>> BEGIN Supplied records
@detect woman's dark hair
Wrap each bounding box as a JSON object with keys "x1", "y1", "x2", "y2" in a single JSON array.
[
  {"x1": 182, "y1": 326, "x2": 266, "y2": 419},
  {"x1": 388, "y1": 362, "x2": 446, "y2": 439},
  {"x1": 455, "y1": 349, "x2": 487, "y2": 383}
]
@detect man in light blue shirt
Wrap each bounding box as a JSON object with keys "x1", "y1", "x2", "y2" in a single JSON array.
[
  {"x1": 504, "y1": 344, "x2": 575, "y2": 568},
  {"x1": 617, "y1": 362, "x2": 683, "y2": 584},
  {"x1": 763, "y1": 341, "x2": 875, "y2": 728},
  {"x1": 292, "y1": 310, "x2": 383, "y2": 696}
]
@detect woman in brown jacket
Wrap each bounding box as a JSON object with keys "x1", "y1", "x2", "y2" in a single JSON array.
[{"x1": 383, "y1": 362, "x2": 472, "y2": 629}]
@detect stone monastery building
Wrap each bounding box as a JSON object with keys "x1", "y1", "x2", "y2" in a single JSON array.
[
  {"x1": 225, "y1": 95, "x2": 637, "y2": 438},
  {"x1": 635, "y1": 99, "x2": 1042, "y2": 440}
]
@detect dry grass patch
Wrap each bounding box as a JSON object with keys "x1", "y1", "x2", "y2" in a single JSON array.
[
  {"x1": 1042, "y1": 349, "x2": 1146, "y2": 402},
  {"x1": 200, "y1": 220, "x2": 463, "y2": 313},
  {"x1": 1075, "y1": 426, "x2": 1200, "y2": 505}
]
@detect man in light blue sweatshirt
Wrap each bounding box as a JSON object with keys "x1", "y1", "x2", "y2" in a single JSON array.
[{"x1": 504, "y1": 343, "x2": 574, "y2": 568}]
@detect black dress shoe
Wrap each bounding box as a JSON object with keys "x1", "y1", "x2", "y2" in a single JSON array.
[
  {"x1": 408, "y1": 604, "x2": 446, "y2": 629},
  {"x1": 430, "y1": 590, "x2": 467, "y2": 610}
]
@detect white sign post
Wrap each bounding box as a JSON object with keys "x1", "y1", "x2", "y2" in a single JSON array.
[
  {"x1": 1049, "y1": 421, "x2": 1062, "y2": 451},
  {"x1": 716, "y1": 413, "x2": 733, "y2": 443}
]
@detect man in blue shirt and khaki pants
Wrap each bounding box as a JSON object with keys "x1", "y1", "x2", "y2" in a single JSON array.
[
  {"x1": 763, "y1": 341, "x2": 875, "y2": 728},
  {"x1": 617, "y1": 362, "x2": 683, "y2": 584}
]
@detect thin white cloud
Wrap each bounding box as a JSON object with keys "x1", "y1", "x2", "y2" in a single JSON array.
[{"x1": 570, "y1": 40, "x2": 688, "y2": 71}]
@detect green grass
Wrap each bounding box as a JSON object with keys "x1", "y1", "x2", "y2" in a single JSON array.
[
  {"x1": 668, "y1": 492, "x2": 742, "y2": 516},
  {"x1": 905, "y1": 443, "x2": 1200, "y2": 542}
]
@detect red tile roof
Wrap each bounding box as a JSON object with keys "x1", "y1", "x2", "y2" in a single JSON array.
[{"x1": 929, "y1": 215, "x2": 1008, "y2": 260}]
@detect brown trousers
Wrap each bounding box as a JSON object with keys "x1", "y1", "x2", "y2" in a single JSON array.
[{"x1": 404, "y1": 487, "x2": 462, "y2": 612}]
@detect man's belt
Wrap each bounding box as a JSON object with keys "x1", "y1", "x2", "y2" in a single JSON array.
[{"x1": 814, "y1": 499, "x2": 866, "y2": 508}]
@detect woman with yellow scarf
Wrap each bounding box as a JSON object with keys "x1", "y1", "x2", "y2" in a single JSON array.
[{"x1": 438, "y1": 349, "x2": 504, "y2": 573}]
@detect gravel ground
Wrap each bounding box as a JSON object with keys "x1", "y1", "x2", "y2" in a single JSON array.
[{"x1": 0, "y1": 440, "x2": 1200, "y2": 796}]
>> END Supplied records
▶ [To be done] Please rewrite all the records above, swapping every "light blue" for "pale blue" and keeping everything else the same.

▶ [Exercise response]
@detect woman's dark hair
Wrap each bounding box as a JSON object with keys "x1", "y1", "x2", "y2" in a single JSON array.
[
  {"x1": 182, "y1": 326, "x2": 266, "y2": 419},
  {"x1": 388, "y1": 362, "x2": 446, "y2": 439},
  {"x1": 455, "y1": 349, "x2": 487, "y2": 383}
]
@detect man in pale blue shirt
Wrap each bounding box as a JSON object with keys "x1", "y1", "x2", "y2" in a single JSON array.
[
  {"x1": 504, "y1": 344, "x2": 575, "y2": 568},
  {"x1": 617, "y1": 362, "x2": 683, "y2": 584},
  {"x1": 763, "y1": 341, "x2": 875, "y2": 728},
  {"x1": 292, "y1": 310, "x2": 383, "y2": 696}
]
@detect woman in brown jacket
Wrap each bounding box as a JSON object with keys "x1", "y1", "x2", "y2" in a single JSON array.
[{"x1": 383, "y1": 362, "x2": 472, "y2": 629}]
@detect stone monastery building
Wrap each bounding box as a JSON object with keys "x1", "y1", "x2", "y2" in a single JSON array.
[
  {"x1": 225, "y1": 95, "x2": 637, "y2": 438},
  {"x1": 635, "y1": 99, "x2": 1042, "y2": 440}
]
@detect dry grass patch
Wrap each bounding box as a JSON object with keys "x1", "y1", "x2", "y2" in a single JSON array.
[
  {"x1": 1042, "y1": 349, "x2": 1146, "y2": 402},
  {"x1": 200, "y1": 220, "x2": 463, "y2": 313},
  {"x1": 1075, "y1": 426, "x2": 1200, "y2": 505}
]
@detect man in pale blue sweatshirt
Wrap each bounding box as a JSON object with keys "x1", "y1", "x2", "y2" in a single JSON array.
[{"x1": 504, "y1": 343, "x2": 574, "y2": 568}]
@detect black dress shoe
Wrap each bounding box as a JSON object with keys "x1", "y1", "x2", "y2" in a single JSON array.
[
  {"x1": 408, "y1": 604, "x2": 446, "y2": 629},
  {"x1": 430, "y1": 590, "x2": 467, "y2": 610}
]
@detect white sign post
Wrap each bounding box as a JSON object with keys "x1", "y1", "x2", "y2" in a single JSON array.
[
  {"x1": 1049, "y1": 421, "x2": 1062, "y2": 451},
  {"x1": 716, "y1": 413, "x2": 733, "y2": 443}
]
@detect man in blue shirt and khaki pants
Wrap each bounding box as a JSON object with keys "x1", "y1", "x2", "y2" in a single JSON array.
[
  {"x1": 763, "y1": 341, "x2": 875, "y2": 728},
  {"x1": 617, "y1": 362, "x2": 683, "y2": 584}
]
@detect thin white cloud
Wrap each bounding box as a JSON object with keys "x1", "y1", "x2", "y2" in a single JSON array.
[{"x1": 570, "y1": 40, "x2": 688, "y2": 71}]
@detect green grass
Wrap each bounding box as a JSON object with keys "x1", "y1", "x2", "y2" in a single JSON array.
[
  {"x1": 668, "y1": 492, "x2": 742, "y2": 516},
  {"x1": 905, "y1": 443, "x2": 1200, "y2": 542}
]
@detect red tile roof
Wrap each bounding box as a JSON object with keys "x1", "y1", "x2", "y2" in a single JSON array.
[{"x1": 929, "y1": 215, "x2": 1008, "y2": 260}]
@detect brown trousers
Wrap each bounding box as a JSON object with keys "x1", "y1", "x2", "y2" in a single JSON array.
[{"x1": 404, "y1": 487, "x2": 462, "y2": 612}]
@detect man's belt
Wrap each bounding box as a JSON object with keys "x1", "y1", "x2", "y2" in a single JSON array.
[{"x1": 814, "y1": 499, "x2": 866, "y2": 508}]
@detect woman with yellow scarf
Wrap each bounding box as a JSON object with keys "x1", "y1", "x2", "y2" in a single JSON array.
[{"x1": 438, "y1": 349, "x2": 504, "y2": 573}]
@detect gravel ground
Wrap each bounding box as a JSON object with keys "x1", "y1", "x2", "y2" in a single JSON array.
[{"x1": 0, "y1": 440, "x2": 1200, "y2": 796}]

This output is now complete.